Text passage:
>> Begin

The SSI project will become more tightly integrated with LVS in the future. An advantage will be greatly reduced administrative overhead, because SSI kernels have the information necessary to automate most LVS configuration. Another advantage will be that the SSI environment allows much tighter coordination among server nodes.

LVS support is turned off in the current binary release of SSI/UML. To experiment with it you must build your own kernel as described in Section 4.


1.1.5. Mosix Load-Leveler

The Mosix load-leveler provides automatic load-balancing within a cluster. Using the Mosix algorithms, the load of each node is calculated and compared to the loads of the other nodes in the cluster. If it's determined that a node is overloaded, the load-leveler chooses a process to migrate to the best underloaded node.

Only the load-leveling algorithms have been taken from Mosix. The SSI Clustering project is using its own process migration model, membership mechanism and information sharing scheme.

>> End

What is being asked: Transcribe the passage on SSI clustering word for word, starting at "The SSI project" and ending at "among server nodes.".

Location identification entries
>> Begin

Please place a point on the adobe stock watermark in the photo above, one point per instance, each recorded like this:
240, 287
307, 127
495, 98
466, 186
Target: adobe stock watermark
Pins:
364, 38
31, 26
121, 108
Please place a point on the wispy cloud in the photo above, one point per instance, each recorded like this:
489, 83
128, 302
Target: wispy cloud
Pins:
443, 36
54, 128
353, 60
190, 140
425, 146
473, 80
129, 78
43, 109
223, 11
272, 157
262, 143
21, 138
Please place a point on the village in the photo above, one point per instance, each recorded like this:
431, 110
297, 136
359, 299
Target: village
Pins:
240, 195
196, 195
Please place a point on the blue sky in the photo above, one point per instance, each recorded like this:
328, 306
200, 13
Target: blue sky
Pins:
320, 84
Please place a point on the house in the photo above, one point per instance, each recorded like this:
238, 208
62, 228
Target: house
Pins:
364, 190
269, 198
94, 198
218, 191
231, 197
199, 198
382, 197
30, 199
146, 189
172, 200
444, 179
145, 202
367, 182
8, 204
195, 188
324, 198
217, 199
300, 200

>> End

Final answer:
The SSI project will become more tightly integrated with LVS in the future. An advantage will be greatly reduced administrative overhead, because SSI kernels have the information necessary to automate most LVS configuration. Another advantage will be that the SSI environment allows much tighter coordination among server nodes.